**OBJECTIVES:**
1) List every dollar amount given in the Form 10-Q excerpt.
2) Repeat the portion of the Form 10-Q excerpt that opens with the words containing "RESULTS OF OPERATIONS" and closes with "other operating expenses.".

====== EXTRACT

The following is a "Safe Harbor" Statement under the Private Securities
Litigation Reform Act of 1995:

       The statements contained in this Form 10-Q that are not historical facts
are forward-looking statements. Actual results may differ materially from those
projected in the forward-looking statements. These forward-looking statements
involve risks and uncertainties including, but not limited to, the following
risks: that interest rates may increase rather than remain stable or decrease;
that housing demand may decrease for any number of reasons, including changes in
interest rates, adverse economic conditions, or other reasons; that Radian's
market share may decrease as a result of changes in underwriting criteria by
Radian or its competitors, or other reasons; and changes in the performance of
the financial markets, in the demand for and market acceptance of Radian
products, increased competition from government programs and the use of
substitutes for mortgage insurance, and in general conditions. Investors are
also directed to other risks discussed in documents filed by the Company with
the Securities and Exchange Commission.

RESULTS OF OPERATIONS

       Net income for the first quarter of 2000 was $58.6 million, a 56.9%
increase compared to $37.4 million for the first quarter of 1999. However, net
income for the first quarter of 1999 included merger expenses net of tax of $2.5
million. Without these merger expenses, net income was $39.9 million for the
first quarter of 1999 and net income for the first quarter of 2000 increased by
47.0%. This improvement was a result of significant growth in premiums earned
and net investment income combined with a lower provision for losses and a
reduction in policy acquisition costs and other operating expenses.

============
====== DATA

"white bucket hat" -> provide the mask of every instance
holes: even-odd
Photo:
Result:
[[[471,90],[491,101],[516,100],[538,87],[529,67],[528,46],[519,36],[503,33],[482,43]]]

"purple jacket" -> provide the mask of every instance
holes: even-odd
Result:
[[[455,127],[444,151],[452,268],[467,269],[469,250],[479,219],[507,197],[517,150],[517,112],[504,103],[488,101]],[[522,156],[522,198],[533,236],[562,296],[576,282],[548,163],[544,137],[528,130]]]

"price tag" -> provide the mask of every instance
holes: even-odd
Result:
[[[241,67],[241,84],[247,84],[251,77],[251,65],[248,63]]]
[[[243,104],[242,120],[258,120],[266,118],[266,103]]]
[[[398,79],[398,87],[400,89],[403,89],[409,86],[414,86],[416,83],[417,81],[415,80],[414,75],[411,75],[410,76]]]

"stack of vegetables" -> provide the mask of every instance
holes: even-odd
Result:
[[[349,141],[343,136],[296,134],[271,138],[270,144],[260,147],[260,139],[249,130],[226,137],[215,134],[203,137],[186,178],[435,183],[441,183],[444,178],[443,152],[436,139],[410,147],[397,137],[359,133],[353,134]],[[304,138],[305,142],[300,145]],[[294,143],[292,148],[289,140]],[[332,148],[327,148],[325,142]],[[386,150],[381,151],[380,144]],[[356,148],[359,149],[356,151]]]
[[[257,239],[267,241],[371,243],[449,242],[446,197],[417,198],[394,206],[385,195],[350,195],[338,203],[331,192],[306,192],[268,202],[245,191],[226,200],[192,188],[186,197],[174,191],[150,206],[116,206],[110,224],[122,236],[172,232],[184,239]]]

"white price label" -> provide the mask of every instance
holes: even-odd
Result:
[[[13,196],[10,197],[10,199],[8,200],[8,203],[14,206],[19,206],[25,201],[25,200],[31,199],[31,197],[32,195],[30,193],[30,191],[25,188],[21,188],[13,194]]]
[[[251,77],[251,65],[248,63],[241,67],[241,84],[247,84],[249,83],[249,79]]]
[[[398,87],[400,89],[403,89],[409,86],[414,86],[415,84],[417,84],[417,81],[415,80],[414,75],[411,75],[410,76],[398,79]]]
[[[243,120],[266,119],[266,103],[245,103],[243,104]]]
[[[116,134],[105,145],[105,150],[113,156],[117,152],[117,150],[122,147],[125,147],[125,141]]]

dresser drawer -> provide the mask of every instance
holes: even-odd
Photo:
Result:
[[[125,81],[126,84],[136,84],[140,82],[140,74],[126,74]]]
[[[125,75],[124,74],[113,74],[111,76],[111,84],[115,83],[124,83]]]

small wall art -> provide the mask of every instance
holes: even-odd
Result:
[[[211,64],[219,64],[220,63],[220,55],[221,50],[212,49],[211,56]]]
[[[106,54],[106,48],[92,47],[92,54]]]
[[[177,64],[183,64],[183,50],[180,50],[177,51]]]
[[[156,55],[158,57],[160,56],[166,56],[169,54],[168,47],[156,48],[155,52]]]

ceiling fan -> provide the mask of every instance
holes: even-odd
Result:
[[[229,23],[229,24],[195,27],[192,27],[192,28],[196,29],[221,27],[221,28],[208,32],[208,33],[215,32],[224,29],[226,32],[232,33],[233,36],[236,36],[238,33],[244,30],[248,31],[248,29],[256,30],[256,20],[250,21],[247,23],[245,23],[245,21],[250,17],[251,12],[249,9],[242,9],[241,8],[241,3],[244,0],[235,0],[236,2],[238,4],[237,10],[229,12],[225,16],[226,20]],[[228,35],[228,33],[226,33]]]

============

**ANSWERS TO THE TASKS:**
1) $58.6 million, $37.4 million, $2.5 million, $39.9 million

2)
RESULTS OF OPERATIONS

       Net income for the first quarter of 2000 was $58.6 million, a 56.9%
increase compared to $37.4 million for the first quarter of 1999. However, net
income for the first quarter of 1999 included merger expenses net of tax of $2.5
million. Without these merger expenses, net income was $39.9 million for the
first quarter of 1999 and net income for the first quarter of 2000 increased by
47.0%. This improvement was a result of significant growth in premiums earned
and net investment income combined with a lower provision for losses and a
reduction in policy acquisition costs and other operating expenses.